- **Extracted entries**:
►

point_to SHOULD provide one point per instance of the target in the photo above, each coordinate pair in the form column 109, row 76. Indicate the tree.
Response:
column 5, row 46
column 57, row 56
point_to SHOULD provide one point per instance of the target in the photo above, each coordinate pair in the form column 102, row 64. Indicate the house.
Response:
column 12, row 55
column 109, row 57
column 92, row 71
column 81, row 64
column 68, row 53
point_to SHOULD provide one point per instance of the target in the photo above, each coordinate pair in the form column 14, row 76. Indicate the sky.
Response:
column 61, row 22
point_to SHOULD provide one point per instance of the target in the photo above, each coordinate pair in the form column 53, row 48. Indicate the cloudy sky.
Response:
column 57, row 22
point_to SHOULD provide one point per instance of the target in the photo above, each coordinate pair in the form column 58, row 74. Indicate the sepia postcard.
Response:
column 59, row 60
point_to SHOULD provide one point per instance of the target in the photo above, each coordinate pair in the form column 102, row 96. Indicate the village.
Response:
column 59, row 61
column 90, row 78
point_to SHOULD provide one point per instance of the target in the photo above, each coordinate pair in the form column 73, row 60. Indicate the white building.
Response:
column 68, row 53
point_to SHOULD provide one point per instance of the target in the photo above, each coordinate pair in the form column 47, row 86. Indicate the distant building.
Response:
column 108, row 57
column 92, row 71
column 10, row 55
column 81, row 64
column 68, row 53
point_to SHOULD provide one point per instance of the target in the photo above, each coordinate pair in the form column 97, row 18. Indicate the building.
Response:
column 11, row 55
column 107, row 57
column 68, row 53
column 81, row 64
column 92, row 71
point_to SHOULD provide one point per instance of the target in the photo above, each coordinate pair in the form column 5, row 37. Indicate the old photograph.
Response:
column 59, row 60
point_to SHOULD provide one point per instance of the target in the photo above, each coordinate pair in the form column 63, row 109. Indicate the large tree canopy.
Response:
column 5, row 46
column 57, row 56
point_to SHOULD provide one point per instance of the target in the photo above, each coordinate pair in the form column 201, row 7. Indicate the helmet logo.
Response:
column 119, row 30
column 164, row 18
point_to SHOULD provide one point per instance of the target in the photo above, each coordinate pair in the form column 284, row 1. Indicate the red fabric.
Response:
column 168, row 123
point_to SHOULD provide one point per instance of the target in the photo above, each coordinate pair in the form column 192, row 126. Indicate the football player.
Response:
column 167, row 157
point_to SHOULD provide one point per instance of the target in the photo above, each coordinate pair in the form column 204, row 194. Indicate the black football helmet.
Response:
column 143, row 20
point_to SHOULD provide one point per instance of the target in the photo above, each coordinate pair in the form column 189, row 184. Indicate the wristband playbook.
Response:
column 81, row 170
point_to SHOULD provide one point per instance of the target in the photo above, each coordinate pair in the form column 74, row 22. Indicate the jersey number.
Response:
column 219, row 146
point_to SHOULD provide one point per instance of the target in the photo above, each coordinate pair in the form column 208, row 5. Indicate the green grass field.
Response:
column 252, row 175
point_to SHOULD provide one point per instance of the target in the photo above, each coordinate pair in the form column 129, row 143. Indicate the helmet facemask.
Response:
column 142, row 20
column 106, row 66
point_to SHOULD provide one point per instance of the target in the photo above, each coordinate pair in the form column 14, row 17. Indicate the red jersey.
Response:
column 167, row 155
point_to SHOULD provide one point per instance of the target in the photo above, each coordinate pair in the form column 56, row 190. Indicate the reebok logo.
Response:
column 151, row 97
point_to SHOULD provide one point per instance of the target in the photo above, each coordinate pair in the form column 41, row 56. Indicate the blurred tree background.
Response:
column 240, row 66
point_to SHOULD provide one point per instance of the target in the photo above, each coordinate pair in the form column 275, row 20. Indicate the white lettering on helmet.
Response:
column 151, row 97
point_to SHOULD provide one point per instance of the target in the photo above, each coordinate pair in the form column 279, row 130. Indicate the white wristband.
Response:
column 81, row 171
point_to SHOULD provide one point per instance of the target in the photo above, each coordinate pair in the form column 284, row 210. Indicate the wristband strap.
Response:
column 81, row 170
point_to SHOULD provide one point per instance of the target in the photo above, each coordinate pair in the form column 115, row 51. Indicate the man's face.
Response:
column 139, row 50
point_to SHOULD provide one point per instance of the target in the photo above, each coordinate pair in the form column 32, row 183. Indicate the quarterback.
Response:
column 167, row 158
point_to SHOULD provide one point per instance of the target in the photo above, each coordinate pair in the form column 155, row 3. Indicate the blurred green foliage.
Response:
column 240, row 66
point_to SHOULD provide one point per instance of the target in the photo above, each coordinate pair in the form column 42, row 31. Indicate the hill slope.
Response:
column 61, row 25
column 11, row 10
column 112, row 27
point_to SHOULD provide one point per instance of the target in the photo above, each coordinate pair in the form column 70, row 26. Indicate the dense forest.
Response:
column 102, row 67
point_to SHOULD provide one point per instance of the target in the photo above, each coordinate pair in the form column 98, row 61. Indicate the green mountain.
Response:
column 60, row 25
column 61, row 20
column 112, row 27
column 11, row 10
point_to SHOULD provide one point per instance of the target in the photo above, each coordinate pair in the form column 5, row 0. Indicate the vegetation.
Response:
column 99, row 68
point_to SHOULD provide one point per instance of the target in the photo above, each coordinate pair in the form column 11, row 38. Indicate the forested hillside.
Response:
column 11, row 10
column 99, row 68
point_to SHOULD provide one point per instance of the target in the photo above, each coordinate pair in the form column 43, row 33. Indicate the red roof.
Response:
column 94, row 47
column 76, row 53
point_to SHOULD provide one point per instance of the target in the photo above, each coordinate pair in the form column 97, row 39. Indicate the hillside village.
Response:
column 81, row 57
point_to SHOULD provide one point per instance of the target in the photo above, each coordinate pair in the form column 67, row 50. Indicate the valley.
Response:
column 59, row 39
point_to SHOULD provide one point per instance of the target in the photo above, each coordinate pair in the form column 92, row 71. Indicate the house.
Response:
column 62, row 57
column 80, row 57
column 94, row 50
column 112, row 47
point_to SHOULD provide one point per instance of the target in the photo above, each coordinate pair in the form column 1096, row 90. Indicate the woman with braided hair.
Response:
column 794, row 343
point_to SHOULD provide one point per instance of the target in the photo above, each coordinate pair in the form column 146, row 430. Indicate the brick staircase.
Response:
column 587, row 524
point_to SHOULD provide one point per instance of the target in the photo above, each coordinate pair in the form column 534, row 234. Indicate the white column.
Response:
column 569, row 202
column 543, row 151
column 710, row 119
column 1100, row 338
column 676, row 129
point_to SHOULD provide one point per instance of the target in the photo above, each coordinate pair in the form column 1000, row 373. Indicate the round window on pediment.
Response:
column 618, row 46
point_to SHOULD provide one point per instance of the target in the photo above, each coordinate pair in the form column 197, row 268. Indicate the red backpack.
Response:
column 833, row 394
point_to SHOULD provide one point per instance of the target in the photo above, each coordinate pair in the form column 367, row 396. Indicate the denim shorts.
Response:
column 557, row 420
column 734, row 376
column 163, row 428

◄

- **Problem description**: Set down each record verbatim.

- **Response**:
point_to SHOULD provide one point per instance of the target in the photo above, each coordinate pair in the form column 109, row 76. Indicate the tree.
Response:
column 5, row 46
column 57, row 56
point_to SHOULD provide one point per instance of the target in the photo above, each coordinate pair in the form column 102, row 64. Indicate the house.
Response:
column 12, row 55
column 109, row 57
column 92, row 71
column 81, row 64
column 68, row 53
point_to SHOULD provide one point per instance of the target in the photo above, each coordinate pair in the form column 14, row 76. Indicate the sky.
Response:
column 61, row 22
point_to SHOULD provide one point per instance of the target in the photo above, each coordinate pair in the form column 53, row 48. Indicate the cloudy sky.
Response:
column 57, row 22
point_to SHOULD provide one point per instance of the target in the photo above, each coordinate pair in the form column 58, row 74. Indicate the sepia postcard.
Response:
column 59, row 60
point_to SHOULD provide one point per instance of the target in the photo above, each coordinate pair in the form column 102, row 96. Indicate the village.
Response:
column 59, row 61
column 90, row 78
point_to SHOULD provide one point per instance of the target in the photo above, each coordinate pair in the form column 73, row 60. Indicate the white building.
Response:
column 68, row 53
point_to SHOULD provide one point per instance of the target in the photo above, each coordinate pair in the form column 47, row 86. Indicate the distant building.
Response:
column 108, row 57
column 92, row 71
column 10, row 55
column 81, row 64
column 68, row 53
point_to SHOULD provide one point per instance of the target in the photo above, each coordinate pair in the form column 97, row 18. Indicate the building.
Response:
column 11, row 55
column 107, row 57
column 68, row 53
column 81, row 64
column 92, row 71
point_to SHOULD provide one point per instance of the target in the photo above, each coordinate pair in the form column 5, row 37. Indicate the old photograph.
Response:
column 59, row 60
point_to SHOULD provide one point per instance of the target in the photo above, each coordinate pair in the form column 63, row 109. Indicate the large tree canopy.
Response:
column 5, row 46
column 57, row 56
point_to SHOULD provide one point per instance of the target in the photo above, each coordinate pair in the form column 201, row 7. Indicate the helmet logo.
Response:
column 119, row 30
column 164, row 18
point_to SHOULD provide one point per instance of the target in the photo above, each coordinate pair in the form column 284, row 1. Indicate the red fabric.
Response:
column 168, row 123
point_to SHOULD provide one point per instance of the target in the photo above, each coordinate pair in the form column 192, row 126. Indicate the football player.
Response:
column 167, row 157
point_to SHOULD provide one point per instance of the target in the photo above, each coordinate pair in the form column 204, row 194. Indicate the black football helmet.
Response:
column 143, row 20
point_to SHOULD provide one point per instance of the target in the photo above, each coordinate pair in the form column 189, row 184. Indicate the wristband playbook.
Response:
column 81, row 170
point_to SHOULD provide one point per instance of the target in the photo above, each coordinate pair in the form column 74, row 22. Indicate the jersey number.
Response:
column 219, row 146
point_to SHOULD provide one point per instance of the target in the photo above, each coordinate pair in the form column 208, row 5. Indicate the green grass field.
Response:
column 252, row 175
point_to SHOULD provide one point per instance of the target in the photo above, each coordinate pair in the form column 129, row 143. Indicate the helmet facemask.
Response:
column 142, row 20
column 106, row 66
point_to SHOULD provide one point per instance of the target in the photo above, each coordinate pair in the form column 14, row 17. Indicate the red jersey.
Response:
column 167, row 155
point_to SHOULD provide one point per instance of the target in the photo above, each coordinate pair in the form column 56, row 190. Indicate the reebok logo.
Response:
column 151, row 97
point_to SHOULD provide one point per instance of the target in the photo above, each coordinate pair in the form column 41, row 56. Indicate the blurred tree background.
Response:
column 240, row 66
point_to SHOULD provide one point per instance of the target in the photo above, each coordinate pair in the form column 275, row 20. Indicate the white lettering on helmet.
Response:
column 151, row 97
point_to SHOULD provide one point per instance of the target in the photo above, each coordinate pair in the form column 279, row 130. Indicate the white wristband.
Response:
column 81, row 171
point_to SHOULD provide one point per instance of the target in the photo above, each coordinate pair in the form column 284, row 210. Indicate the wristband strap.
Response:
column 81, row 170
point_to SHOULD provide one point per instance of the target in the photo above, each coordinate pair in the form column 115, row 51. Indicate the man's face.
Response:
column 139, row 50
point_to SHOULD provide one point per instance of the target in the photo above, each coordinate pair in the form column 32, row 183. Indicate the quarterback.
Response:
column 167, row 158
point_to SHOULD provide one point per instance of the target in the photo above, each coordinate pair in the form column 155, row 3. Indicate the blurred green foliage.
Response:
column 240, row 66
point_to SHOULD provide one point per instance of the target in the photo above, each coordinate pair in the form column 42, row 31. Indicate the hill slope.
Response:
column 61, row 25
column 11, row 10
column 112, row 27
point_to SHOULD provide one point per instance of the target in the photo above, each coordinate pair in the form column 70, row 26. Indicate the dense forest.
Response:
column 102, row 67
point_to SHOULD provide one point per instance of the target in the photo above, each coordinate pair in the form column 98, row 61. Indicate the green mountain.
Response:
column 60, row 25
column 61, row 20
column 112, row 27
column 11, row 10
point_to SHOULD provide one point per instance of the target in the photo above, each coordinate pair in the form column 5, row 0. Indicate the vegetation.
Response:
column 99, row 68
point_to SHOULD provide one point per instance of the target in the photo above, each coordinate pair in the form column 11, row 38. Indicate the forested hillside.
Response:
column 11, row 10
column 99, row 68
point_to SHOULD provide one point per instance of the target in the photo above, each coordinate pair in the form column 43, row 33. Indicate the red roof.
Response:
column 94, row 47
column 76, row 53
point_to SHOULD provide one point per instance of the target in the photo above, each coordinate pair in the form column 97, row 39. Indicate the hillside village.
Response:
column 81, row 57
point_to SHOULD provide one point per instance of the target in the photo above, each coordinate pair in the form column 67, row 50. Indicate the valley.
Response:
column 59, row 39
point_to SHOULD provide one point per instance of the target in the photo above, each coordinate pair in the form column 92, row 71. Indicate the house.
Response:
column 62, row 57
column 80, row 57
column 94, row 50
column 112, row 47
point_to SHOULD provide one point per instance of the target in the photo above, each coordinate pair in the form column 1096, row 90. Indicate the woman with braided hair.
Response:
column 794, row 343
point_to SHOULD provide one point per instance of the target in the photo above, each coordinate pair in the form column 146, row 430. Indicate the brick staircase.
Response:
column 587, row 524
point_to SHOULD provide one point per instance of the target in the photo above, each coordinate pair in the form column 534, row 234. Indicate the white column.
Response:
column 569, row 202
column 543, row 151
column 710, row 119
column 1100, row 338
column 676, row 129
point_to SHOULD provide one point per instance of the target in the photo above, each coordinate pair in the form column 1000, row 373. Indicate the round window on pediment.
Response:
column 618, row 46
point_to SHOULD provide one point per instance of the target in the photo above, each coordinate pair in the form column 197, row 268. Indicate the red backpack.
Response:
column 833, row 394
point_to SHOULD provide one point per instance of the target in the photo above, each coordinate pair in the form column 367, row 396. Indicate the denim shorts.
Response:
column 557, row 420
column 734, row 376
column 163, row 428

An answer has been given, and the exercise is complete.